**STATED PROBLEM:**
Set every line of the records below into a numbered list, with blank lines dropped and the pictures omitted.

** start of EXCERPTED RECORDS **

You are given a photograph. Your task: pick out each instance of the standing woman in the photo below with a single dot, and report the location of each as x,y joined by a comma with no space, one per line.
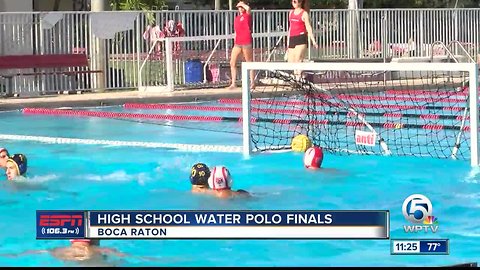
243,43
300,32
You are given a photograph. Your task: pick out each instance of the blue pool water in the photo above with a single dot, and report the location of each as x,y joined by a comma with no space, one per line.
77,176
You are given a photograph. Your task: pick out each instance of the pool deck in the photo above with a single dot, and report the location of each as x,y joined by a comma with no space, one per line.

** end of EXCERPTED RECORDS **

**OUTPUT BELOW:**
1. You are given a photograph. Your task: pick out each instance of the standing woman in the photo below with a single dot, and report the location of each as x,y joined by a comma with no space, one per line.
2. 243,43
3. 300,32
4. You are given a photograph. Your task: pick out each instance of the blue pool water in the photo above with a single dot, and report the location of each as x,y joined by a comma with no space, one per line.
5. 77,176
6. You are given a photograph. Your task: pick out each instance of the pool deck in the photo above with a single dot, and report the location of each as x,y joined by a comma with no space, one per line.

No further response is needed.